• [What the task asks]:
Beginning with the line that contains "Target: oven window" and concluding with the final line of the listing below, output each line exactly, and only those lines.

• [Record excerpts]:
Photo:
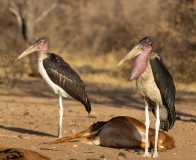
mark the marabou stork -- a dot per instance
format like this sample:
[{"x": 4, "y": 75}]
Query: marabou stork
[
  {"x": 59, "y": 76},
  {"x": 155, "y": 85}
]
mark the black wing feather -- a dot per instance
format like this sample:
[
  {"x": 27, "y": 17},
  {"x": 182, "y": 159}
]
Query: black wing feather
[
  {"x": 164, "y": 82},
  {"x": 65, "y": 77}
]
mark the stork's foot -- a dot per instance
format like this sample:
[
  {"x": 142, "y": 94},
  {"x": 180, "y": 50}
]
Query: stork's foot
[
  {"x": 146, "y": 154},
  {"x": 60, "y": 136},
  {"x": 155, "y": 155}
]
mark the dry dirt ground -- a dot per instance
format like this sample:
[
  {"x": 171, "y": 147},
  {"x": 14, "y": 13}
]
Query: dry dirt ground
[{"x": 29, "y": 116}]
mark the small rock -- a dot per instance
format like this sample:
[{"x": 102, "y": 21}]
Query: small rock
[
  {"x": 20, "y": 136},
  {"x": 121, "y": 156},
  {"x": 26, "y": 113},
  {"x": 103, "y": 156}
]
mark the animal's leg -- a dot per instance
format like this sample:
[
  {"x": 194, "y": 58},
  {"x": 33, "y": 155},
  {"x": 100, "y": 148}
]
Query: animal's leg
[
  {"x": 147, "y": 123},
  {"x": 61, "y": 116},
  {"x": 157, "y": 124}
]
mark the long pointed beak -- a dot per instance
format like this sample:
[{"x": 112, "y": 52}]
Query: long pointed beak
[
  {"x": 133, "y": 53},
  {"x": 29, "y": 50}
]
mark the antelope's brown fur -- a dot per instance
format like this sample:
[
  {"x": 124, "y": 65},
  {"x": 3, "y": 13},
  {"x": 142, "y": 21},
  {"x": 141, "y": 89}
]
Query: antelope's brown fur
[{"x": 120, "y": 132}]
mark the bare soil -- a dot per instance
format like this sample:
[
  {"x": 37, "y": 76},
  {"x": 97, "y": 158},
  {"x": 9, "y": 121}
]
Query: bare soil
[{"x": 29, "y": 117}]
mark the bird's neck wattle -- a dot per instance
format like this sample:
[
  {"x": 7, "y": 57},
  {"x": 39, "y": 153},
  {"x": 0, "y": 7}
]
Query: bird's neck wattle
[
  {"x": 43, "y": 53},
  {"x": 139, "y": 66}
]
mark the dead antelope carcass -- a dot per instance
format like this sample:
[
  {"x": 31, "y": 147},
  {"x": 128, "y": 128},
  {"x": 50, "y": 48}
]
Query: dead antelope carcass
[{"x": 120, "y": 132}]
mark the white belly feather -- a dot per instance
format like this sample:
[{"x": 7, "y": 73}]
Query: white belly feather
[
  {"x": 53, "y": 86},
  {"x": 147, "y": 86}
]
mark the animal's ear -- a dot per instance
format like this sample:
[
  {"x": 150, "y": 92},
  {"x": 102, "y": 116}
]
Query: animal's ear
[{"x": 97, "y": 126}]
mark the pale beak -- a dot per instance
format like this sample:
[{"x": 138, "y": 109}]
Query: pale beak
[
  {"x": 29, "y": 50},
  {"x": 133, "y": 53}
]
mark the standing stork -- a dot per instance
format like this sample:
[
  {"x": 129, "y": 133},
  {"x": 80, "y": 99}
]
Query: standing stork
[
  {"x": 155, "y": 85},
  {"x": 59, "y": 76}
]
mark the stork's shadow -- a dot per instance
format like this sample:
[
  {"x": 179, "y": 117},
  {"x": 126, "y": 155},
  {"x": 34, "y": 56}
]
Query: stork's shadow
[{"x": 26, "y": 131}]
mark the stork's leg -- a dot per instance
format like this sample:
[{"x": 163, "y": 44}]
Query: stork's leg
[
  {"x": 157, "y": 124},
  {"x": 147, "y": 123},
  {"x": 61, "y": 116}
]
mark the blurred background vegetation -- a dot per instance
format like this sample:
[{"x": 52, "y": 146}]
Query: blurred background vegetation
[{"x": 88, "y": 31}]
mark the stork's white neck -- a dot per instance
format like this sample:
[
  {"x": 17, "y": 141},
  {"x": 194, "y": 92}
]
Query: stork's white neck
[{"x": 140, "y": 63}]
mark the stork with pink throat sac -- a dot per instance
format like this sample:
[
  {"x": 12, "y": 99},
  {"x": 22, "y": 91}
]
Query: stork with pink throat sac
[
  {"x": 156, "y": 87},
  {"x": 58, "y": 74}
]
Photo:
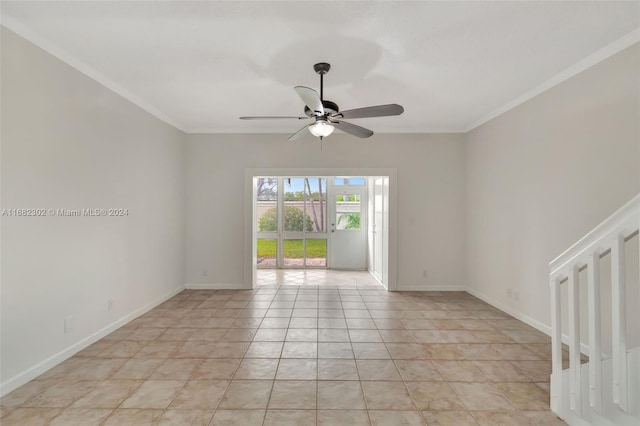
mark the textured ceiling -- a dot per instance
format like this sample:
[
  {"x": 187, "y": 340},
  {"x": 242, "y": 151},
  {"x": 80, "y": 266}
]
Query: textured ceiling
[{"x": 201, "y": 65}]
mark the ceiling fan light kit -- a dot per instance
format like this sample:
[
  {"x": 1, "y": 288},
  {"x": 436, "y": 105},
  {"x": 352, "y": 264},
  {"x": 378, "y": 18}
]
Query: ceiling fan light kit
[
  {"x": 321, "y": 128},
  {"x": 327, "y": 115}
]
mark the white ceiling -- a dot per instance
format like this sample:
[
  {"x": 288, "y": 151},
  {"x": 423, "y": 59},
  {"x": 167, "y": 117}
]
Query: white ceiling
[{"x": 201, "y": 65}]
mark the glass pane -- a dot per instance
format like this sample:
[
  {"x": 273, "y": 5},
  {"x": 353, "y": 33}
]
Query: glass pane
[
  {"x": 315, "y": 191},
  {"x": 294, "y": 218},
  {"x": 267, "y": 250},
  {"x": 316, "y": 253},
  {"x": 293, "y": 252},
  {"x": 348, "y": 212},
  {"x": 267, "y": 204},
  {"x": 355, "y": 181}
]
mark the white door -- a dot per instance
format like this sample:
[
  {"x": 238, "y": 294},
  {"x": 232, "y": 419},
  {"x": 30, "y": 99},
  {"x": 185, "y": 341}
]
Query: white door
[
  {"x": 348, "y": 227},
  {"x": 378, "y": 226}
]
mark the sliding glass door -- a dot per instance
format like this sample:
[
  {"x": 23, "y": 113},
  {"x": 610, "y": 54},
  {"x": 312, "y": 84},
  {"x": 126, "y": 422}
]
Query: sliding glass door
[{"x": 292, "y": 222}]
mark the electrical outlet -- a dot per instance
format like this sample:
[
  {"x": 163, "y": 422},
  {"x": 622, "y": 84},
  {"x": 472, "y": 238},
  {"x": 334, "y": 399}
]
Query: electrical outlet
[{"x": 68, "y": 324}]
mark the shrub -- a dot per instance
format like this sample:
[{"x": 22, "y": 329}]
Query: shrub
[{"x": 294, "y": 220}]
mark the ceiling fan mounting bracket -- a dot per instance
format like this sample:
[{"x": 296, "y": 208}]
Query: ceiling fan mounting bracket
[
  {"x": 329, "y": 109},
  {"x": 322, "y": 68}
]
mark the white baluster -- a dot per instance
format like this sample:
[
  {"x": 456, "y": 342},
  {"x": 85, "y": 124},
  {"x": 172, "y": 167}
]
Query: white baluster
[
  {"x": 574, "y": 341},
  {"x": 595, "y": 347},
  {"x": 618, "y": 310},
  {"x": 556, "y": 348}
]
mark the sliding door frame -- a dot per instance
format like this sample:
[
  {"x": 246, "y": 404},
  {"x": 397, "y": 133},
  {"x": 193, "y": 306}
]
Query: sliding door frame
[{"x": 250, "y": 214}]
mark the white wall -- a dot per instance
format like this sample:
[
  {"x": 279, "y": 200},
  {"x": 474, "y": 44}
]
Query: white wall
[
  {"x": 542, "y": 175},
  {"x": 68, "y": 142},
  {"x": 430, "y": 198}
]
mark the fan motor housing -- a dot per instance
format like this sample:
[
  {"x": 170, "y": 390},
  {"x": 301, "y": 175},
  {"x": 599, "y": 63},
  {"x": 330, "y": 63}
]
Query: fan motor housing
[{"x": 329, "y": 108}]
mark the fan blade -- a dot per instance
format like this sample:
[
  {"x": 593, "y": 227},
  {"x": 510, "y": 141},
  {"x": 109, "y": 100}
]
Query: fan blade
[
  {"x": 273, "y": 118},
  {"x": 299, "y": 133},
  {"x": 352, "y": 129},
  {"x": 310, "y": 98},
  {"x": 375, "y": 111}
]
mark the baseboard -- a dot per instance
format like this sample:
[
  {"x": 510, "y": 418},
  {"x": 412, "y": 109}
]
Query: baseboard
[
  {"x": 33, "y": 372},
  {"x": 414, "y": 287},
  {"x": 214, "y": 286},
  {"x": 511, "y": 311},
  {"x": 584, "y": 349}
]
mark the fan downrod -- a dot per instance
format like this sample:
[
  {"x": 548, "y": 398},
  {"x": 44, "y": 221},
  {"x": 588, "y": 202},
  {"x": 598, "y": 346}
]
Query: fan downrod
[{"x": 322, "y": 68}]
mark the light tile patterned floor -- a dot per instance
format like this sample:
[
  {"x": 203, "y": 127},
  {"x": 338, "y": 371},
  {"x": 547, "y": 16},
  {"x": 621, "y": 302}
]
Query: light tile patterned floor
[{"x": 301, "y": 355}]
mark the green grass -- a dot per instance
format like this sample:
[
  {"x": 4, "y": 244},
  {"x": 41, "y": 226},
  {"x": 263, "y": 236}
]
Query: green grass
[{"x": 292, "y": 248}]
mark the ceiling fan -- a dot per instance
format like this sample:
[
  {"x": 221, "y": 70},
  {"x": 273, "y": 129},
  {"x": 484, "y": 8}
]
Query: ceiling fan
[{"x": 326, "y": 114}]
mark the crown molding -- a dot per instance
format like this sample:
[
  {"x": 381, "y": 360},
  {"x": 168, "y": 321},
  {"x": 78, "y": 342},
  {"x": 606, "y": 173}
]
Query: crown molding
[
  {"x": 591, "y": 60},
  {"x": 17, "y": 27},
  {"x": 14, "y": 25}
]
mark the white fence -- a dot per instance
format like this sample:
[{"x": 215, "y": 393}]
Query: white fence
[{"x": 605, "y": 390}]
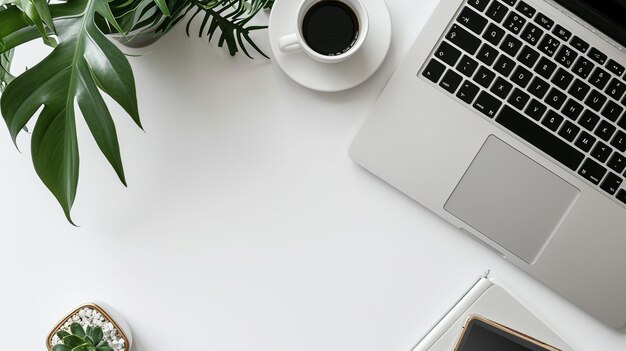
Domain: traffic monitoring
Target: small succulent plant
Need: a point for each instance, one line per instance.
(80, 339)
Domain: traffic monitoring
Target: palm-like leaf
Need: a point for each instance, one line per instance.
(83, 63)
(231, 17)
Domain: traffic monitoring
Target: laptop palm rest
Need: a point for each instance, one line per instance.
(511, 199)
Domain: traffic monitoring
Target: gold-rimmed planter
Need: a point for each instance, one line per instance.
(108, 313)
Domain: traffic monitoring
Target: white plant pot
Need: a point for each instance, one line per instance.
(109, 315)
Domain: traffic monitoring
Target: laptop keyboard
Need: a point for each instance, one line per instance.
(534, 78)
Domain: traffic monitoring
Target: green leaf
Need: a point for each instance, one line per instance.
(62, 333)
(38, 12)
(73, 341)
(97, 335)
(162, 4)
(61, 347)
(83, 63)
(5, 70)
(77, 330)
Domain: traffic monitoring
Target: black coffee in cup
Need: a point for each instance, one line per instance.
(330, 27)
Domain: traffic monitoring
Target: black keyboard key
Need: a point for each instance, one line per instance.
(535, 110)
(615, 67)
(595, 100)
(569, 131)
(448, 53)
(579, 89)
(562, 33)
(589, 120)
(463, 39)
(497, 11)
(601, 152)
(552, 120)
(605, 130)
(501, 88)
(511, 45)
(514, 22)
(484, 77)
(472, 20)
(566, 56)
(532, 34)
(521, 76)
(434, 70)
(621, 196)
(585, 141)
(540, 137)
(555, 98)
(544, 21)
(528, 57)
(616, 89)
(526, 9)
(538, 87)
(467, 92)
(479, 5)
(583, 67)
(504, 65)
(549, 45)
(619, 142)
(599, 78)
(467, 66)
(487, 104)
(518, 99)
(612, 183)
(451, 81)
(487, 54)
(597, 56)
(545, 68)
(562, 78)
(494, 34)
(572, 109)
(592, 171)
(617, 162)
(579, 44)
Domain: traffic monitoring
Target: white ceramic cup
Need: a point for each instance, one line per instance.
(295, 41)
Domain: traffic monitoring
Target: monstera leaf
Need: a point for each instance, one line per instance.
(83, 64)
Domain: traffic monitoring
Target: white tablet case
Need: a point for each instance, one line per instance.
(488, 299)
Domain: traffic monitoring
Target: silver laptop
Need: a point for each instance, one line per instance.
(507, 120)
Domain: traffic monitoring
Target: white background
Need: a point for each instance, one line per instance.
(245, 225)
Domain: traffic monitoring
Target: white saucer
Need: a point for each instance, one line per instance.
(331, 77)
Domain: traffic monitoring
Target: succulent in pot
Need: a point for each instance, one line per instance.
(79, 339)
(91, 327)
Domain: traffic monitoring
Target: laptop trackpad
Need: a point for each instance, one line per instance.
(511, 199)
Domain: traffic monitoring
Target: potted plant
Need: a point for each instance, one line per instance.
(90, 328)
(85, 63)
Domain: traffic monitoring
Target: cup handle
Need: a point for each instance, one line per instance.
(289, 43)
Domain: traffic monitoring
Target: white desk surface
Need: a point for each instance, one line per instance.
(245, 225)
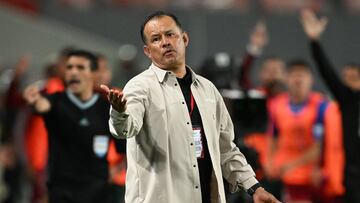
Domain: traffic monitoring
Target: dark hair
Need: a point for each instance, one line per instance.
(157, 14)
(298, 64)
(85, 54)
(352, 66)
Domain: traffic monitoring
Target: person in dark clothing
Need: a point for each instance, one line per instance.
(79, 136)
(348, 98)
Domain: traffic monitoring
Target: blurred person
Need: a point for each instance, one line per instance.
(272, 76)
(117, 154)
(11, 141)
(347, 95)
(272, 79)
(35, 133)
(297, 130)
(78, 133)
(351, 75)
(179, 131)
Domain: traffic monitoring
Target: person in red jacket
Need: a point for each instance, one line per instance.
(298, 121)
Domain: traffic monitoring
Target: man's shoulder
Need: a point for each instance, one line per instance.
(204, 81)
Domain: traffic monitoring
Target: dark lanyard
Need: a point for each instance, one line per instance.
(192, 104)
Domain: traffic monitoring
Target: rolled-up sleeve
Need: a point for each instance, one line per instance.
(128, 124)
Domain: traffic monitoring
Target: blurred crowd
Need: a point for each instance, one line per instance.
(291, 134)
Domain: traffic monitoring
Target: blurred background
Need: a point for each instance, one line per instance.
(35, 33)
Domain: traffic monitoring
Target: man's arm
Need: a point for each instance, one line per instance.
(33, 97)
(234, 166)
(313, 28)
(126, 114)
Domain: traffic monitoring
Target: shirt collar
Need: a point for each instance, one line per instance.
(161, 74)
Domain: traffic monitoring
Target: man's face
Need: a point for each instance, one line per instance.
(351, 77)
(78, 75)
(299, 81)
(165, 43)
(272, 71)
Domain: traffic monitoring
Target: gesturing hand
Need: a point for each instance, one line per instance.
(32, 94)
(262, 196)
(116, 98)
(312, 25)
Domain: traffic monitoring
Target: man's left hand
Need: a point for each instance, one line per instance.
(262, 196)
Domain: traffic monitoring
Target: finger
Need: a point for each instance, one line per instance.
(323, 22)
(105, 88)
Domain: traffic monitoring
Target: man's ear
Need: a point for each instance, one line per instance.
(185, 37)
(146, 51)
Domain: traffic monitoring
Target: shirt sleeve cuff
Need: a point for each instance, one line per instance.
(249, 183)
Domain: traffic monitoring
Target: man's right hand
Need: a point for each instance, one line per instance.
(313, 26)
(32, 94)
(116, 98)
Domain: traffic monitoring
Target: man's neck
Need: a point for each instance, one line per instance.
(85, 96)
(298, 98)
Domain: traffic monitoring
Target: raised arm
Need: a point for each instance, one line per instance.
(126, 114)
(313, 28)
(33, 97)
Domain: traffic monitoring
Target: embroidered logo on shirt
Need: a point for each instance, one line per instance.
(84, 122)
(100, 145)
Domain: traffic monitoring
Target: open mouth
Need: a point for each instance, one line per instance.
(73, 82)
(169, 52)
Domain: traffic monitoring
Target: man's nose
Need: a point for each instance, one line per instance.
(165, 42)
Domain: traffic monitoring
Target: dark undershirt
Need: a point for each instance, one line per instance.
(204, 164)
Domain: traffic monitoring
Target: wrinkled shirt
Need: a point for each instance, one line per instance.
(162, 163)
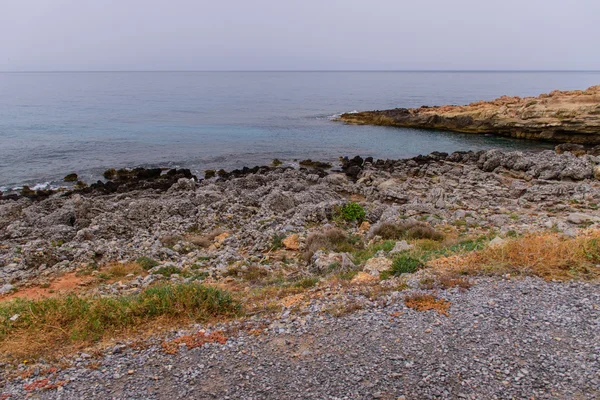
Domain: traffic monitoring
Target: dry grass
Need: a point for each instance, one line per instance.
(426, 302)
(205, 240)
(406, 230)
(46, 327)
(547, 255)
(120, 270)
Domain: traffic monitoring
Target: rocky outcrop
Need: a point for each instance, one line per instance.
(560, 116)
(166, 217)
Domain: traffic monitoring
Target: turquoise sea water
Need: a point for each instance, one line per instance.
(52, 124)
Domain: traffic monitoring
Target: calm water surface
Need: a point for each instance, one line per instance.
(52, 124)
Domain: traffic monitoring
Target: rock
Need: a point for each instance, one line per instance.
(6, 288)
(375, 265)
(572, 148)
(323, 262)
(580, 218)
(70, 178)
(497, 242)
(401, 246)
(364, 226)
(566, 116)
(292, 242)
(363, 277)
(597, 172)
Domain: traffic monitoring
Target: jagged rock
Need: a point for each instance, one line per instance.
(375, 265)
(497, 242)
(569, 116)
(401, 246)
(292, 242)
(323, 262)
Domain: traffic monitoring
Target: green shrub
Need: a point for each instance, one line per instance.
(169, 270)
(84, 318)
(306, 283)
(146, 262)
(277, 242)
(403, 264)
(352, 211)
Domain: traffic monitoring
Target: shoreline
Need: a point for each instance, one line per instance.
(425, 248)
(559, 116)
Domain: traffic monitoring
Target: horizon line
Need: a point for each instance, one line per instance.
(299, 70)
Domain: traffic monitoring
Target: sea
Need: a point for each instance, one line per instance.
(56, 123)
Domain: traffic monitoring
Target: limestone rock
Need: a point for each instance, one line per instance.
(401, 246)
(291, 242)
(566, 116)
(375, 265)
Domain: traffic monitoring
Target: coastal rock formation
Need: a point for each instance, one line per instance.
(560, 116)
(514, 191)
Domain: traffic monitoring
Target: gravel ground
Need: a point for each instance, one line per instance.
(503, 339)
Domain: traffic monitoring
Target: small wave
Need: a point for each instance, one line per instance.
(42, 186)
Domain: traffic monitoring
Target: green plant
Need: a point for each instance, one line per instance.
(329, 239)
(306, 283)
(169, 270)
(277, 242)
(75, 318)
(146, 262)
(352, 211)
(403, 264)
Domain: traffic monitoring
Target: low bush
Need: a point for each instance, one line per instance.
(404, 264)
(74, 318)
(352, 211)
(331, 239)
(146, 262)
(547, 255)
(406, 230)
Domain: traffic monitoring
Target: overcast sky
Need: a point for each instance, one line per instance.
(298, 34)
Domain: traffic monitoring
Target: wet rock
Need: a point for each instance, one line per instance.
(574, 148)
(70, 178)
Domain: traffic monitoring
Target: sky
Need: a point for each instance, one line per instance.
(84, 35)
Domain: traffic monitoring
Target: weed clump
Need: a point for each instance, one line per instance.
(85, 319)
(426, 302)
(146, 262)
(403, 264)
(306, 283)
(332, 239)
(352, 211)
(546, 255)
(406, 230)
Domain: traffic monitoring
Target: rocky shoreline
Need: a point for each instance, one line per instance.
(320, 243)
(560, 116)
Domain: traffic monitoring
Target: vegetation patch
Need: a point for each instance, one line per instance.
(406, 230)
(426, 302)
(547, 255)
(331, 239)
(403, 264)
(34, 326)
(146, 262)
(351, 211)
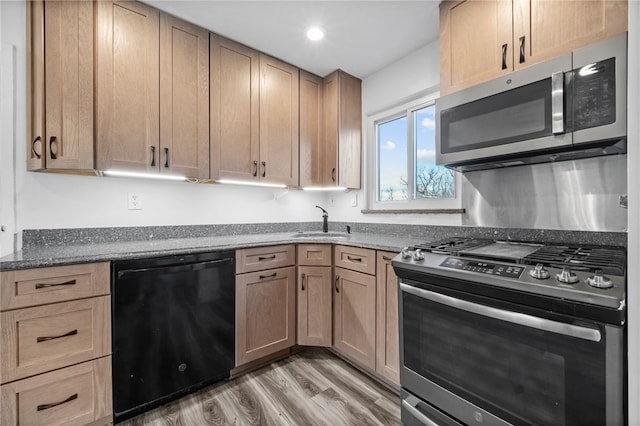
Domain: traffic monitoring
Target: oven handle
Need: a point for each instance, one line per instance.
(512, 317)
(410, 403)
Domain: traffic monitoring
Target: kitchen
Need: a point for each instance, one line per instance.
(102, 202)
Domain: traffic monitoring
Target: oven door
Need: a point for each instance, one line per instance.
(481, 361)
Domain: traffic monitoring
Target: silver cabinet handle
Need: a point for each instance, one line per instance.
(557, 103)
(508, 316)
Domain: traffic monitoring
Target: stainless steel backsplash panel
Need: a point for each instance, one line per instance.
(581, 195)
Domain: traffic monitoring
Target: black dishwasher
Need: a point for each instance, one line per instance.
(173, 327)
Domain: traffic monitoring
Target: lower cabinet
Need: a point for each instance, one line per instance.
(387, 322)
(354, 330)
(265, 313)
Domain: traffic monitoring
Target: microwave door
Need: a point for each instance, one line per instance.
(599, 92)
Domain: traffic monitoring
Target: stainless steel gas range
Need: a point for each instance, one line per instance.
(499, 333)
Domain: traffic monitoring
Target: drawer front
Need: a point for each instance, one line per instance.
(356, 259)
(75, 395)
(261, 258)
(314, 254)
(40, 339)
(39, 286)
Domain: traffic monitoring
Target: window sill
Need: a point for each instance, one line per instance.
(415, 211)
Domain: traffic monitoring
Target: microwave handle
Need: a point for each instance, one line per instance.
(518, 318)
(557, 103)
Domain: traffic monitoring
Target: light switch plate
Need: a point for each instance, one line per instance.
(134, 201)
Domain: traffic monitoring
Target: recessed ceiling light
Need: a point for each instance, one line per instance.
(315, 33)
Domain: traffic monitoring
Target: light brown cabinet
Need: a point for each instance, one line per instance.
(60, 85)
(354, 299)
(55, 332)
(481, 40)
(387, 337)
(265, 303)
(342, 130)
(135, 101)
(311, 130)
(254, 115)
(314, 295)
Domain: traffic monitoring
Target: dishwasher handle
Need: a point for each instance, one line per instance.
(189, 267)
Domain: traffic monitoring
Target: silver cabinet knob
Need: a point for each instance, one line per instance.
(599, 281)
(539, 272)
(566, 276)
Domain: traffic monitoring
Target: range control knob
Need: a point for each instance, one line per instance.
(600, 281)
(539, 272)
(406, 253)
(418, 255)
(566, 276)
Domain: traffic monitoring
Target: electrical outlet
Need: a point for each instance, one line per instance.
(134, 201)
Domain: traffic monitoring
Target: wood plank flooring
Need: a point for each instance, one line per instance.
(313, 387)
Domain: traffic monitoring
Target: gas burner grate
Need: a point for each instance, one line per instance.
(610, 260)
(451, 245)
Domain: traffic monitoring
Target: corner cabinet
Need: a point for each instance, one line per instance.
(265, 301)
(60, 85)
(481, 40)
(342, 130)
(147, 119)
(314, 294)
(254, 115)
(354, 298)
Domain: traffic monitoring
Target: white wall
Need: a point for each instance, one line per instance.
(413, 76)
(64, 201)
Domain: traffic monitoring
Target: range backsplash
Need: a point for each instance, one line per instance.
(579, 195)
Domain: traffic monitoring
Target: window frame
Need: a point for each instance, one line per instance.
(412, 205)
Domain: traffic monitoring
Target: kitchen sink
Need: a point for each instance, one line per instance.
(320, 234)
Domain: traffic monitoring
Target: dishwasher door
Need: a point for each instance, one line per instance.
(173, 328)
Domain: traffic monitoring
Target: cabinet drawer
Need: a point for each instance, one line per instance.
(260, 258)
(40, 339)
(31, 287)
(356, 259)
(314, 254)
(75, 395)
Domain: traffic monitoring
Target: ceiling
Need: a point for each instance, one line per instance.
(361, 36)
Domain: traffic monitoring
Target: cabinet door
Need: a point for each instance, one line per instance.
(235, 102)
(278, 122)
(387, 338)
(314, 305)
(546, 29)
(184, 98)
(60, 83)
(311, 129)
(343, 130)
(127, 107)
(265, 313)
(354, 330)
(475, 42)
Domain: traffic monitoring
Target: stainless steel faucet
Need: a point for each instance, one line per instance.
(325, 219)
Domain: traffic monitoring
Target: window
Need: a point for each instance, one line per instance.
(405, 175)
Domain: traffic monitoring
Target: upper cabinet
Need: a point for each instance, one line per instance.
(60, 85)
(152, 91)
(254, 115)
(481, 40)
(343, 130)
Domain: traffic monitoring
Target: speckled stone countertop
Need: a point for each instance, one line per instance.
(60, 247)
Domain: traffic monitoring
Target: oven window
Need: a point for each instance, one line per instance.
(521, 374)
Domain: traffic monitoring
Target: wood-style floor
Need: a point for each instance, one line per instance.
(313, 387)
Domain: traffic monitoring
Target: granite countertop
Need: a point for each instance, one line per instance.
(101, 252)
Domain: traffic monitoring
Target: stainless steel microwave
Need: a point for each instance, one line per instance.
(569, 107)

• [Finished task]:
Target: oven window
Need: a point for each instance, one line per instance.
(521, 374)
Domain: traffic monitoring
Target: wood-style floor
Need: a point for each instance, one line per instance.
(313, 387)
Domain: traffic monitoring
Target: granite countertop
Need: a point for each instance, one line per instance.
(101, 252)
Domain: traffic monitoring
Target: stainless steel microwave
Need: a point for each instance, one line per instance.
(569, 107)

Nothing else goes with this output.